_TEXTO DE ORIGEN_
En estos momentos resulta difícil vislumbrar el día en que la pandemia del coronavirus devenga un recuerdo del pasado. Las consecuencias de esta crisis global, que afecta a todos y no entiende de nacionalidades, etnias, convicciones o patrimonios, son difíciles de imaginar .
Cuesta concebir un peligro social potencialmente más instructivo por su carácter igualitario que la incomparable amenaza del Covid19. Se trata de una cuestión global que no puede abordarse con eficacia recurriendo a recetas locales y que precisa de una cooperación universal desde una óptica cosmopolita.
¿Podría esta pandemia global dar lugar a una suerte de revolución social? Una revolución tan inédita como la propia pandemia. Que fuese acometida sin estridencias y se viera consumada mediante reformas de gran calado. Que contemplara unas reglas de juego menos determinadas por los intereses estrictamente económicos. Que generase un contrato social de nuevo cuño, presidido por las prioridades vitales de todos los ciudadanos.

_MATERIAL PROPORCIONADO_
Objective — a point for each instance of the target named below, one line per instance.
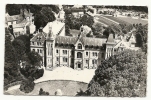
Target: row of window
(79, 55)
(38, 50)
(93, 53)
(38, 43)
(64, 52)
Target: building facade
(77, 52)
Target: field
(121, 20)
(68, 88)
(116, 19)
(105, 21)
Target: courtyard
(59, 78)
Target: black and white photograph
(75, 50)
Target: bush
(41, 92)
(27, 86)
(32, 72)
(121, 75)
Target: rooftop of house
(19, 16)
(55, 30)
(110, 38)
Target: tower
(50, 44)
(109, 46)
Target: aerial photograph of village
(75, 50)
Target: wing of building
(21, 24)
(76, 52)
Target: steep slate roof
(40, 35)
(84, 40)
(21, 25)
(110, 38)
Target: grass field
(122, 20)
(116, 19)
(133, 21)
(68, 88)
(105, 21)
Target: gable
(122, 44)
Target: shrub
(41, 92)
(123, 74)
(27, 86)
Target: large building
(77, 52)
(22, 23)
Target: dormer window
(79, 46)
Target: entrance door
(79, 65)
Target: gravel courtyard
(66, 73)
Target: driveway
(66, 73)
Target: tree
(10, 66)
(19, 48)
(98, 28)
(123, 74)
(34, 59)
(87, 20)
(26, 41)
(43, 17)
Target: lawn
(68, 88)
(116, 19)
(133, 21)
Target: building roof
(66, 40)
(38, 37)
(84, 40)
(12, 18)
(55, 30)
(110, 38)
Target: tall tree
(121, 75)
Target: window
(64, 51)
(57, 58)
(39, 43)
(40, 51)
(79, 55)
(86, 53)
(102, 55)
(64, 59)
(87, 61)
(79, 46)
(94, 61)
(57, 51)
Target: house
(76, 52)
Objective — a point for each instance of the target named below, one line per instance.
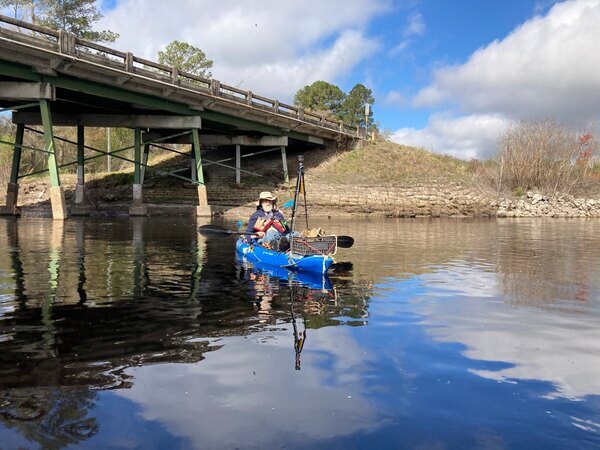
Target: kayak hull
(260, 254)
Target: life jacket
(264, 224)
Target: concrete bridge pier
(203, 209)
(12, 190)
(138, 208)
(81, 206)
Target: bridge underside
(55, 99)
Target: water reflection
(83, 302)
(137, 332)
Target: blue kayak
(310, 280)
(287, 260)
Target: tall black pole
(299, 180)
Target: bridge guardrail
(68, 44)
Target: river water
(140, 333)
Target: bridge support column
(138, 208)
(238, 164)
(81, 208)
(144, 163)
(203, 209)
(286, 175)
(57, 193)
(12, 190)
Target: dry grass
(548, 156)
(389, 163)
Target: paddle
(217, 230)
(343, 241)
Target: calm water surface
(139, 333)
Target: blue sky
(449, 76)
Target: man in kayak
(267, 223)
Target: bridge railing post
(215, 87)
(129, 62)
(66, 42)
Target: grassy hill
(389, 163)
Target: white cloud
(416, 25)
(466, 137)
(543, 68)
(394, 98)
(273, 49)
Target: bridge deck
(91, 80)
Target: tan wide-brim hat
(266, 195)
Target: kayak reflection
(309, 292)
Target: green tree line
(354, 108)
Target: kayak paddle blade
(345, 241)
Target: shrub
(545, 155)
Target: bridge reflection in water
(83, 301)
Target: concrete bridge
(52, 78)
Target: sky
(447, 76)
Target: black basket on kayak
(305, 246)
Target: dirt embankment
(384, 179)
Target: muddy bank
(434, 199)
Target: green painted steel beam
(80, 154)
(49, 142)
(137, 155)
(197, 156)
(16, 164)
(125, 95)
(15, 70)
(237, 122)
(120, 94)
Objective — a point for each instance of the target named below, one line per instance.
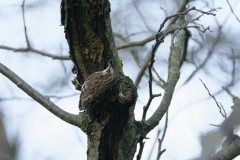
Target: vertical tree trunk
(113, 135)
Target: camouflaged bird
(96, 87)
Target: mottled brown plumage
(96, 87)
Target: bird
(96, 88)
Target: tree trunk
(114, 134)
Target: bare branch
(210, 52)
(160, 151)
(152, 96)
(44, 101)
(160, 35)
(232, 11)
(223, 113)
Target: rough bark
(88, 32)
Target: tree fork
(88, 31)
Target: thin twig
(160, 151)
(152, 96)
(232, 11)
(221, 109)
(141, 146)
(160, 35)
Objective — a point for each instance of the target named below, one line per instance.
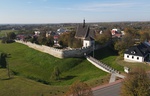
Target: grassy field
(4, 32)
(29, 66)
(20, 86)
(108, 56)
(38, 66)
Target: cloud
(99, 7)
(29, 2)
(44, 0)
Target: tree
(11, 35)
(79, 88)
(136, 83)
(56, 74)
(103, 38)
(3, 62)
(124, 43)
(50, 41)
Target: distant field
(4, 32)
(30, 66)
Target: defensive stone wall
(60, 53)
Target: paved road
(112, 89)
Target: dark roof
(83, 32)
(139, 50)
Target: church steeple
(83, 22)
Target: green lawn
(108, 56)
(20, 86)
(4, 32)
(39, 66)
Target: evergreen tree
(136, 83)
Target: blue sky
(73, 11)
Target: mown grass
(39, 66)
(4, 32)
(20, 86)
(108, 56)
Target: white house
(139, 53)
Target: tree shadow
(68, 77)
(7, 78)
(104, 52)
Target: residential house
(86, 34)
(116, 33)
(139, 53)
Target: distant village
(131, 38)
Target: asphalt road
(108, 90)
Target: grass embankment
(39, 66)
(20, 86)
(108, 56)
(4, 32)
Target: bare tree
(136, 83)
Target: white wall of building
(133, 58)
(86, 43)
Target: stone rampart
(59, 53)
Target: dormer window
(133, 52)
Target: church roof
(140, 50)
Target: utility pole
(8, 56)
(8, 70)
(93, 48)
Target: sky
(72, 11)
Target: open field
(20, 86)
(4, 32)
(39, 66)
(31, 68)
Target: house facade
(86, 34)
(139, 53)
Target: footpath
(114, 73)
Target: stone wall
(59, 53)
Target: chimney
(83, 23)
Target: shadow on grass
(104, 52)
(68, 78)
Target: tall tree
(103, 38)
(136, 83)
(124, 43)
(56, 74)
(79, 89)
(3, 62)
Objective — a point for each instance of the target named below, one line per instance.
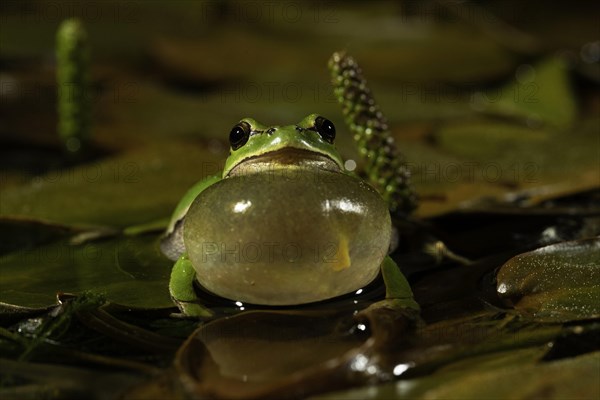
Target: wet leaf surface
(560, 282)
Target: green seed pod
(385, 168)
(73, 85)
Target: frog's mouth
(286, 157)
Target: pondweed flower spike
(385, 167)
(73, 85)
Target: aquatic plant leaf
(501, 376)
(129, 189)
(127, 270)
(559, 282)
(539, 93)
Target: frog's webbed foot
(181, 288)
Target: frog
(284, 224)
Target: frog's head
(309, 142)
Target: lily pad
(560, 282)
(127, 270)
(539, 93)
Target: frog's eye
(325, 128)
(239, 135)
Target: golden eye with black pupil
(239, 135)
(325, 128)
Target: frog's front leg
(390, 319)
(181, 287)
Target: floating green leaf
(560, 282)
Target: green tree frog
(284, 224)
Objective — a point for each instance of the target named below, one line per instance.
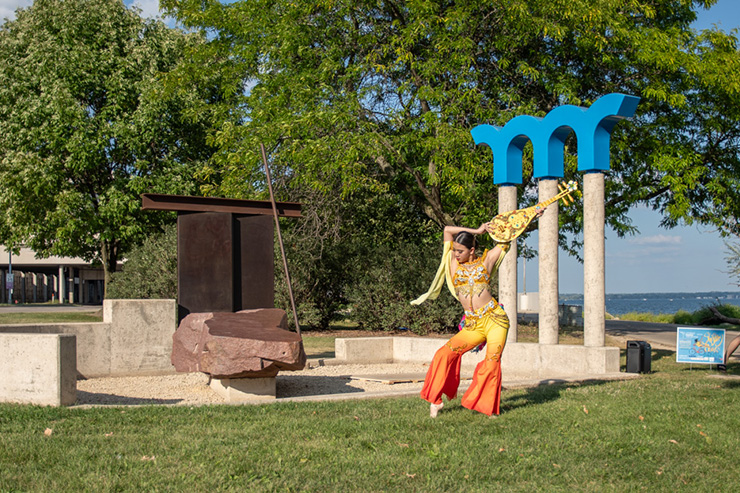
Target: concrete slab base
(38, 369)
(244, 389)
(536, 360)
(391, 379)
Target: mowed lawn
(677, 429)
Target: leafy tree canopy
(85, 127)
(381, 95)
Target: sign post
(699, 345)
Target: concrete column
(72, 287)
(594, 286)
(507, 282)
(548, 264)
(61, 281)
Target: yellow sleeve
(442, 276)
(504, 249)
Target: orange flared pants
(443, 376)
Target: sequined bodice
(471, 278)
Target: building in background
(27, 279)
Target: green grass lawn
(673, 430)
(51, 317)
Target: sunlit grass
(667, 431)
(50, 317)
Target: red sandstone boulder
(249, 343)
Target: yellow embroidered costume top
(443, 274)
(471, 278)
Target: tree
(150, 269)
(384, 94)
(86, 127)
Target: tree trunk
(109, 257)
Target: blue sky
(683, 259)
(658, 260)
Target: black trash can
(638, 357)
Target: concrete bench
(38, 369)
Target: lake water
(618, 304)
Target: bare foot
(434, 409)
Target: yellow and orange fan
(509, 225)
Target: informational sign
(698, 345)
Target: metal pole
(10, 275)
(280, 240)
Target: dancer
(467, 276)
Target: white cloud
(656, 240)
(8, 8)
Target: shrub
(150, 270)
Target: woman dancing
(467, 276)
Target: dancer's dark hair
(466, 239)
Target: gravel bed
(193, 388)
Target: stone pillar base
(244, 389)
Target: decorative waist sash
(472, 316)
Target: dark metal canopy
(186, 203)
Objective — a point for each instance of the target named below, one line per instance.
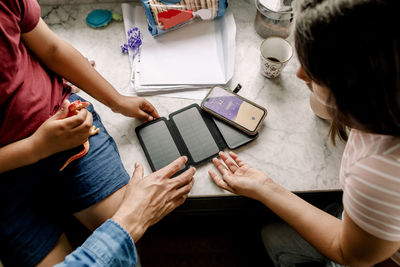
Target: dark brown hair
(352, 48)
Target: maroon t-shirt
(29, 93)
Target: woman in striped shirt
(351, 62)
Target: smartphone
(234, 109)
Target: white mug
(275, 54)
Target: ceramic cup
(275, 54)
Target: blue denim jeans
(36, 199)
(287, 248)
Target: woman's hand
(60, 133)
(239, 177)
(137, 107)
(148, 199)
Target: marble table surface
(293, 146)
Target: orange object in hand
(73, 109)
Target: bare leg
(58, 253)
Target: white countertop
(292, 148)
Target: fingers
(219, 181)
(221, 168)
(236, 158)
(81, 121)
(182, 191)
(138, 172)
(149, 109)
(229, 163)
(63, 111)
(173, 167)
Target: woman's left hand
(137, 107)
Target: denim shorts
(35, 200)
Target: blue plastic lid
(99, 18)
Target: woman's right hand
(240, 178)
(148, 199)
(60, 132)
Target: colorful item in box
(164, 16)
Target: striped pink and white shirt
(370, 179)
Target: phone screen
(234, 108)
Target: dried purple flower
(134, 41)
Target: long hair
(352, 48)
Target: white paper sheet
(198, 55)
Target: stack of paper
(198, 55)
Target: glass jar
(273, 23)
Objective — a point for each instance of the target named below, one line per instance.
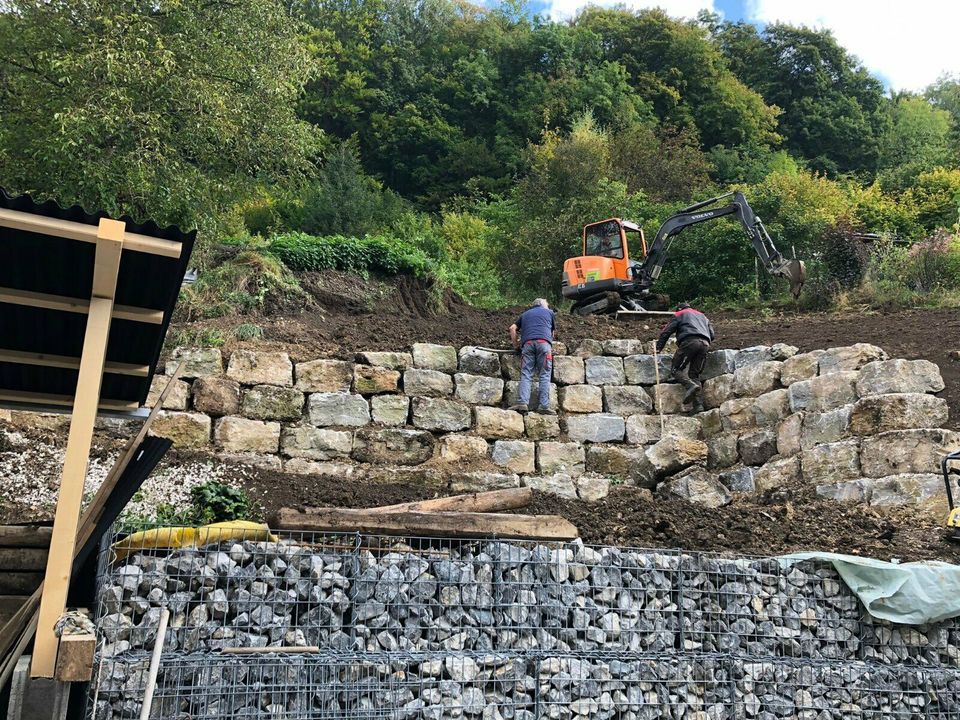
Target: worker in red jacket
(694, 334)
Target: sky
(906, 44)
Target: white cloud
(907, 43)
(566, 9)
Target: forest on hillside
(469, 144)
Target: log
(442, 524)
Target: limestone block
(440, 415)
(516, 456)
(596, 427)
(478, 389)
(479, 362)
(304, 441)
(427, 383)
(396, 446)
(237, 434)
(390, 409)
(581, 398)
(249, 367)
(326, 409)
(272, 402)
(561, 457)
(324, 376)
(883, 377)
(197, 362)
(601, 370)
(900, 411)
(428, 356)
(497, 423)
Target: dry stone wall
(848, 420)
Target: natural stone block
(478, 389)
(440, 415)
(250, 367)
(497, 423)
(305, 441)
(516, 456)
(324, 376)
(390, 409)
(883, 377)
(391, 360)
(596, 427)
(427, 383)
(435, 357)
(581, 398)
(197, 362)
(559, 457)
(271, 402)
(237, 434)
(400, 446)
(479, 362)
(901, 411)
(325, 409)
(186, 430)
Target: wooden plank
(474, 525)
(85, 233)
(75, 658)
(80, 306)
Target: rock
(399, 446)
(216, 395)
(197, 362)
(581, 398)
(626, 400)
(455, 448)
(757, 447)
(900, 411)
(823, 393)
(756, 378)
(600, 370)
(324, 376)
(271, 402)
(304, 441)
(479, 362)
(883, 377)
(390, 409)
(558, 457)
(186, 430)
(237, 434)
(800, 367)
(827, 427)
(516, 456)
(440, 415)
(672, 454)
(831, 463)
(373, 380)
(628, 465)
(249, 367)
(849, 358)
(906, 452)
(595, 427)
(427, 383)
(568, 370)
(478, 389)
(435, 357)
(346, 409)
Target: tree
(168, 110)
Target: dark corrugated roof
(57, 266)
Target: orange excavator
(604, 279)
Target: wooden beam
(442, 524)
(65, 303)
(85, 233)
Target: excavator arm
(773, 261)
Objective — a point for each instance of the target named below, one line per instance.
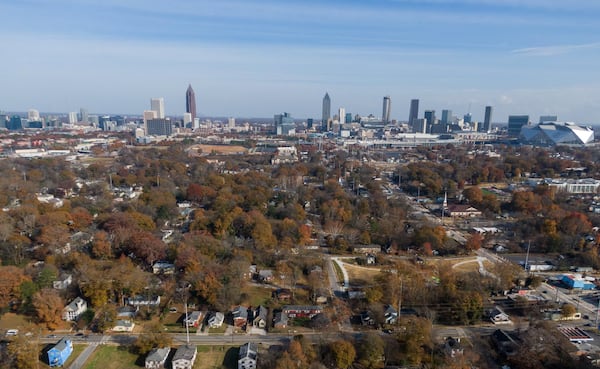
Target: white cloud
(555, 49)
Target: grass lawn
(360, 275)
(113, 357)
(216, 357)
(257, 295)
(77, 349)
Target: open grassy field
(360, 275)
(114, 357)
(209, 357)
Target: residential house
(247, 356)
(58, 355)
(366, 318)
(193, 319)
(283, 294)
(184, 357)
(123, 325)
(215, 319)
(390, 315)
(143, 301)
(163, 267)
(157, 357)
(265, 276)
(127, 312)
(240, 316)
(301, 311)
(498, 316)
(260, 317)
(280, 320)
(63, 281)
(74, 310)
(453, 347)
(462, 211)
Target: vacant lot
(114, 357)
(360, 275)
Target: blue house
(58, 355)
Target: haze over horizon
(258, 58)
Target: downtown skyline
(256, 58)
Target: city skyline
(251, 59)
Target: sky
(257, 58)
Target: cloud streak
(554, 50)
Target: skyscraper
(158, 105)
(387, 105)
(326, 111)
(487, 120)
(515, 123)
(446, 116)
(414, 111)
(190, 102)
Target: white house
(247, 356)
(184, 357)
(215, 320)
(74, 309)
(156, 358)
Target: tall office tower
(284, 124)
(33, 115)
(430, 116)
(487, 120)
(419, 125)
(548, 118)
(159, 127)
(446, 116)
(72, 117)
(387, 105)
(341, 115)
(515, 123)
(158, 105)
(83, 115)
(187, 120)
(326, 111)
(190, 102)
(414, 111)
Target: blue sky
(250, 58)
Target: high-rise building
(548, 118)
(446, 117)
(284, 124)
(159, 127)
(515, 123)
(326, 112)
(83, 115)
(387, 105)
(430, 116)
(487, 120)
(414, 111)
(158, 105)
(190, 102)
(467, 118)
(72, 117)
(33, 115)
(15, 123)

_CONSIGNA 1_
En el texto sobre la pandemia, ¿desde qué óptica se dice que debe plantearse la cooperación universal?
_CONSIGNA 2_
Transcribe del texto sobre la pandemia el fragmento que comienza con "En estos momentos" y sigue hasta "de imaginar .".
_CONSIGNA 3_
Prolonga el texto sobre la pandemia a partir de su última frase.

_RESULTADO DEL EJERCICIO 1_
Desde una óptica cosmopolita.

_RESULTADO DEL EJERCICIO 2_
En estos momentos resulta difícil vislumbrar el día en que la pandemia del coronavirus devenga un recuerdo del pasado. Las consecuencias de esta crisis global, que afecta a todos y no entiende de nacionalidades, etnias, convicciones o patrimonios, son difíciles de imaginar .

_RESULTADO DEL EJERCICIO 3_
Esta crisis puede invitarnos a reencontrarnos con la naturaleza y a disfrutar de las relaciones interpersonales como antaño. Puede hacernos ver que –parafraseando a Kant– las cosas pueden siempre cambiarse por algo equivalente y por eso tienen un precio de mercado. Pero que las personas no deben ser ser jamás un mero instrumento para una u otra finalidad. Porque su carácter irrepetible les hace sencillamente insustituibles. Y ello les otorga esa dignidad indisociable del ser humano.
Aunque parece algo muy obvio, se diría que tendemos a olvidar lo más evidente. Saquemos lecciones positivas de la pandemia. Las lecturas catastrofistas acostumbran a devenir profecías autocumplidas y ese riesgo sí que podemos evitarlo. Para eso sirve la filosofía, que nos hace mirar en lontananza y otear nuevos horizontes desde los que vislumbrar nuevas perspectivas.